■ **Complete the following**:
1. Answer these questions using the passage on heparanase substrate recognition:
(a) In what location does the passage place the complete degradation of HS glycosaminoglycans?
(b) According to the passage, what changes with developmental state or upon aging?
(c) What preparation was used in the substrate studies suggesting that heparanases need a 2-O-sulfate group to cleave the HS chain?
2. Write the next paragraph of the passage on heparanase substrate recognition, following on from its final sentence.

■ **Document segment**:
A structural recognition model is attractive when one considers functions of intracellular heparanases. Proposed roles for these enzymes include catalyzing the initial catabolic steps necessary for the complete degradation of HS glycosaminoglycans in lysosomes (Kresse and Glössl, 1987), and the creation of the variety of short HS fragments required to regulate proteoglycan interactions (Yayon et al., 1991
) or protect ligands from inactivation and degradation (Pillalraisetti et al., 1997
; Sperinde and Nugent, 1998
; Tumova et al., 1999
). The structure of HS chains has been shown to change with developmental state or upon aging, which alters the ability of proteins to bind to the glycosaminoglycan (Brickman et al., 1998
; Feyzi et al., 1998
). If a specific sequence required by heparanases was changed by development, aging or other differentiation processes, the intracellular degradation of the HS glycosaminoglycans might be inhibited. Instead, if the enzymes recognize a secondary structure formed by iduronate-rich sequences, which should not change significantly even if the placement of O-sulfate groups within the domain is altered (Mulloy et al., 1994
), they would still be able to degrade the glycosaminoglycan at every developmental stage or differentiated state, and generate the short HS fragments that may be essential for other cellular functions.
Although they act on essentially the same substrate, it is possible that intracellular heparanases have different substrate requirements than the enzymes secreted from cells. The substrate studies that suggested a 2-O-sulfate group was required for heparanases to cleave the HS chain were done with a partially purified preparation of the 50 kDa platelet heparanase (Pikas et al., 1998). It may be that this secreted enzyme needs a 2-O-sulfate group to recognize and cleave the HS molecule, while the intracellular CHO activities only require a 3-dimensional structure.

■ **Extracted information**:

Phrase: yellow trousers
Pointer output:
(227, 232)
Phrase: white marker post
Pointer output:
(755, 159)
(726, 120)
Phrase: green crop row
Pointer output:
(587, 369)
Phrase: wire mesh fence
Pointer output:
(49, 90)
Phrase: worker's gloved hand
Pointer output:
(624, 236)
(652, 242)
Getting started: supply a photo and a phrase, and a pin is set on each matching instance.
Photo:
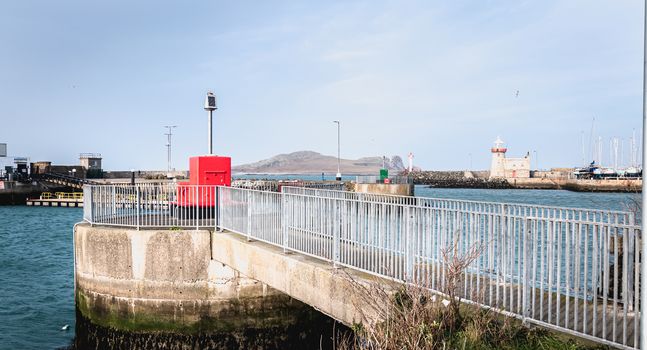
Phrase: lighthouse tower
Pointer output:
(497, 169)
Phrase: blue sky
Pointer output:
(436, 78)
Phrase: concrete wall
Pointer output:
(517, 167)
(335, 292)
(393, 189)
(166, 280)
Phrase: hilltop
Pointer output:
(309, 162)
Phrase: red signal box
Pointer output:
(210, 170)
(206, 172)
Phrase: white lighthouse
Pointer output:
(410, 162)
(508, 168)
(497, 169)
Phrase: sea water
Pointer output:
(36, 260)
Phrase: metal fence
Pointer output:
(277, 185)
(574, 270)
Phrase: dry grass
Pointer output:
(412, 316)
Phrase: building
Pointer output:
(508, 168)
(90, 161)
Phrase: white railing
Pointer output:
(574, 270)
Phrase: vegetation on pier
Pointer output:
(412, 316)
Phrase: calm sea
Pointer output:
(36, 262)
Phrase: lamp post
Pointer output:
(168, 146)
(338, 176)
(643, 270)
(210, 106)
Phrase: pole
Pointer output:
(338, 177)
(210, 133)
(643, 208)
(168, 146)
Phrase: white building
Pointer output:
(508, 168)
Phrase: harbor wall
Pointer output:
(131, 284)
(392, 189)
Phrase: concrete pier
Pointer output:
(130, 283)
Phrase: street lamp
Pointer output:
(168, 146)
(210, 106)
(338, 176)
(643, 270)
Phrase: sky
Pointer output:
(441, 79)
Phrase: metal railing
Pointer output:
(574, 270)
(277, 185)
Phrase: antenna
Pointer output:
(168, 146)
(210, 106)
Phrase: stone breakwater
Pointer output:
(468, 179)
(161, 289)
(457, 179)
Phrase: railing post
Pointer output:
(137, 195)
(527, 266)
(284, 220)
(114, 202)
(336, 232)
(630, 258)
(249, 216)
(217, 209)
(409, 241)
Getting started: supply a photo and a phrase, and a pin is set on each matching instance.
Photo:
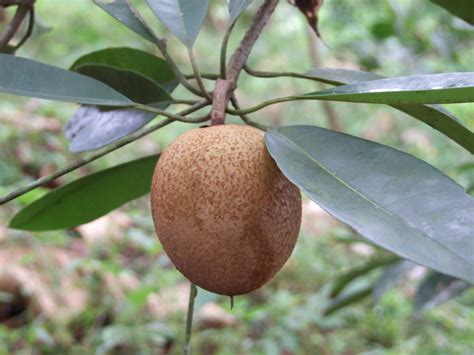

■ **Answers to the problems**:
1.
(a) In lysosomes.
(b) The structure of HS chains.
(c) A partially purified preparation of the 50 kDa platelet heparanase.

2.
Our study also raises some intriguing questions about how the biosynthetic enzymes modify HS chains as they are synthesized in the Golgi. In the regions where the mutant pgsE-606 glycosaminoglycans are modified, the spacing between S-domains is like wild-type, which suggests that the initial modification steps are regulated to occur at specific intervals. One possible mechanism may be that as the NDST enzyme moves along the growing HS chain, some type of secondary structure causes it to pause and modify a stretch of GlcN residues. The secondary structure could be the iduronate-rich sequences formed when the NDST previously paused, so that one S-domain is responsible for forming the next one. This model provides a positive feedback mechanism, since the formation of the first S-domain promotes the formation of subsequent domains, and would result in regular spacing between modified regions. However, it does not address the question of how the first modification steps are initiated. Nor does this model address why pgsE-606 cells synthesize HS glycosaminoglycans with different numbers of S-domains. There are probably several factors that play a role in determining the extent of modification of the HS glycosaminoglycan, such as the concentration and distribution of modification enzymes in the Golgi compartments (Bame et al., 1994), and the concentration of the sulfate donor, PAPS, in the organelle (Abeijon et al., 1997
). Since pgsE-606 cells synthesize less NDST enzyme (Bame and Esko, 1989
) and have a 2-fold decrease in the intracellular PAPS concentration compared to wild-type cells (Bame et al., 1991b
), it is possible that both factors are involved in the distribution of S-domains observed on the mutant HS glycosaminoglycans. At least two NDST enzymes have been cloned (Lindahl et al., 1998
), so it should be possible to examine the intracellular distribution of these activities in both pgsE-606 and wild-type CHO cells.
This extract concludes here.